_YOUR TASK:_
In the listing below, swap each occurrence of "rough mask" for "coarse mask" and reproduce the rest unchanged.

_EXERCISE INPUTS:_

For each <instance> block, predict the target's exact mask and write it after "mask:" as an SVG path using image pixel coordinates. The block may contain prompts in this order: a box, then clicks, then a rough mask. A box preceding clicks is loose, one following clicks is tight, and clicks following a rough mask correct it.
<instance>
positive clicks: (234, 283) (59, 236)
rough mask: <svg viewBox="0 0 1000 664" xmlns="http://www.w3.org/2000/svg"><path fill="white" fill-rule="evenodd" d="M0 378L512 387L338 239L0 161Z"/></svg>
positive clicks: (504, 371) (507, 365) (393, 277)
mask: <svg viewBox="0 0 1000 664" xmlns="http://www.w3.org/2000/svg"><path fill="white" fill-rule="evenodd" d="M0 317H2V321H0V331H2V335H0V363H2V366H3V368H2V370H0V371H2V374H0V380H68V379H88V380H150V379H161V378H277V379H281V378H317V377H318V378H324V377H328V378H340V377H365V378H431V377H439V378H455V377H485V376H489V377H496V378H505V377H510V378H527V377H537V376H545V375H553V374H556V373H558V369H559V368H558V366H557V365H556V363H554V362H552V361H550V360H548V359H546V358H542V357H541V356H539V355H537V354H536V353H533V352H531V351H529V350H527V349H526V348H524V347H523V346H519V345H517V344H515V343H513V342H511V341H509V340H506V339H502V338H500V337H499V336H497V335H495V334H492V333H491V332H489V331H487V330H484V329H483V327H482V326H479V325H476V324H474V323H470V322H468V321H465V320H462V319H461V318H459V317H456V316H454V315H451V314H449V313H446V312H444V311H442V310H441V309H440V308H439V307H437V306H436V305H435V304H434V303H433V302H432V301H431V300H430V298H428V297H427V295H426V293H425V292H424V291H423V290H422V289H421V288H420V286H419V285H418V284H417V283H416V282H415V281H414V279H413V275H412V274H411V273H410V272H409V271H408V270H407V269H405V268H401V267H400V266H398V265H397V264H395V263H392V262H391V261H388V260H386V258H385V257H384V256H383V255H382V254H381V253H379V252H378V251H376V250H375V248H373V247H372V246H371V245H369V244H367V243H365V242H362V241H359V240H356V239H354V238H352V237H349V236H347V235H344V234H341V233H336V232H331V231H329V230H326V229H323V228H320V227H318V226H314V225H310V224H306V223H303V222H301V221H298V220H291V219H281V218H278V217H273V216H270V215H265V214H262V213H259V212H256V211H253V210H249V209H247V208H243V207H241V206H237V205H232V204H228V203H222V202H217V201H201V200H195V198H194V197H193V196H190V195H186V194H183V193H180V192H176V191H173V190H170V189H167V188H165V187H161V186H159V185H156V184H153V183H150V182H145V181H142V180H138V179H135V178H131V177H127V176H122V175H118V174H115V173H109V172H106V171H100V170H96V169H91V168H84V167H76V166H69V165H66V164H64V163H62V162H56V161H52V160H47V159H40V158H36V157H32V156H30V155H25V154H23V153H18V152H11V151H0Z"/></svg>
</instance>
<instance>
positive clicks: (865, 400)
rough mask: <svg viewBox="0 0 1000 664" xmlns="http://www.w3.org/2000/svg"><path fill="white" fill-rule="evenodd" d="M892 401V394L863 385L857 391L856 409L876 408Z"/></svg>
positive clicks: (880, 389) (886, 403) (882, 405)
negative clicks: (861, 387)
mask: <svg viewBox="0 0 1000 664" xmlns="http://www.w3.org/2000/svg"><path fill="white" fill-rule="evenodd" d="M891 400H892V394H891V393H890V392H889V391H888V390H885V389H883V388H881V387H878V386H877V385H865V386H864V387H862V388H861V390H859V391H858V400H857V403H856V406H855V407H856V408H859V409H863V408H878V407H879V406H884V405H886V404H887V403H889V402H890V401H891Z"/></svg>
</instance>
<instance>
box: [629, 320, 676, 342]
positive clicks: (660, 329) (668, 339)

_YOUR RESPONSE:_
For each <instance> block, predict the target's exact mask and write it after "mask:" as an SVG path using image pixel coordinates. The block may contain prompts in this order: a box, then clicks, then a coarse mask. A box preceding clicks is loose, one following clicks is tight, and clicks following a coarse mask correct it.
<instance>
positive clicks: (234, 283) (59, 236)
coarse mask: <svg viewBox="0 0 1000 664" xmlns="http://www.w3.org/2000/svg"><path fill="white" fill-rule="evenodd" d="M0 378L512 387L338 239L0 161Z"/></svg>
positive clicks: (504, 371) (507, 365) (393, 277)
mask: <svg viewBox="0 0 1000 664" xmlns="http://www.w3.org/2000/svg"><path fill="white" fill-rule="evenodd" d="M0 317H2V321H0V331H2V335H0V363H2V366H3V368H2V370H0V371H2V374H0V380H68V379H88V380H150V379H161V378H277V379H281V378H317V377H318V378H324V377H328V378H340V377H365V378H431V377H439V378H455V377H485V376H489V377H496V378H505V377H510V378H527V377H537V376H545V375H553V374H556V373H558V369H559V368H558V366H557V365H556V363H554V362H552V361H550V360H548V359H546V358H542V357H541V356H539V355H537V354H536V353H533V352H531V351H529V350H527V349H526V348H524V347H523V346H519V345H517V344H515V343H513V342H511V341H509V340H506V339H502V338H500V337H499V336H497V335H495V334H492V333H491V332H489V331H487V330H484V329H483V327H482V326H479V325H476V324H474V323H470V322H468V321H465V320H462V319H461V318H459V317H456V316H454V315H451V314H449V313H446V312H444V311H442V310H441V309H440V308H439V307H437V306H436V305H435V304H434V303H433V302H432V301H431V300H430V298H428V297H427V295H426V293H425V292H424V291H423V290H422V289H421V288H420V286H419V285H418V284H417V283H416V282H415V281H414V279H413V275H412V274H411V273H410V272H409V271H408V270H407V269H405V268H401V267H400V266H398V265H397V264H395V263H392V262H391V261H388V260H386V258H385V257H384V256H383V255H382V254H381V253H379V252H378V251H376V250H375V248H373V247H372V246H371V245H369V244H367V243H365V242H362V241H359V240H356V239H354V238H352V237H349V236H347V235H344V234H341V233H336V232H331V231H329V230H326V229H323V228H320V227H318V226H314V225H310V224H306V223H303V222H301V221H298V220H291V219H281V218H278V217H273V216H270V215H265V214H262V213H259V212H256V211H253V210H249V209H247V208H243V207H241V206H237V205H232V204H228V203H222V202H217V201H201V200H195V198H194V197H193V196H190V195H186V194H183V193H180V192H176V191H173V190H170V189H167V188H165V187H161V186H159V185H156V184H153V183H150V182H145V181H142V180H138V179H135V178H131V177H127V176H122V175H118V174H115V173H109V172H106V171H100V170H96V169H91V168H84V167H76V166H69V165H66V164H64V163H62V162H56V161H52V160H47V159H40V158H36V157H32V156H30V155H25V154H23V153H18V152H11V151H0Z"/></svg>
</instance>
<instance>
positive clicks: (865, 400)
coarse mask: <svg viewBox="0 0 1000 664" xmlns="http://www.w3.org/2000/svg"><path fill="white" fill-rule="evenodd" d="M892 401V394L863 385L857 391L856 409L876 408Z"/></svg>
positive clicks: (880, 389) (886, 403) (882, 405)
negative clicks: (861, 387)
mask: <svg viewBox="0 0 1000 664" xmlns="http://www.w3.org/2000/svg"><path fill="white" fill-rule="evenodd" d="M891 400H892V394H891V393H890V392H889V391H888V390H885V389H883V388H881V387H878V386H877V385H865V386H864V387H862V388H861V390H859V391H858V400H857V403H856V406H855V407H856V408H859V409H863V408H878V407H879V406H884V405H886V404H887V403H889V402H890V401H891Z"/></svg>
</instance>
<instance>
box: [629, 320, 676, 342]
positive clicks: (660, 329) (668, 339)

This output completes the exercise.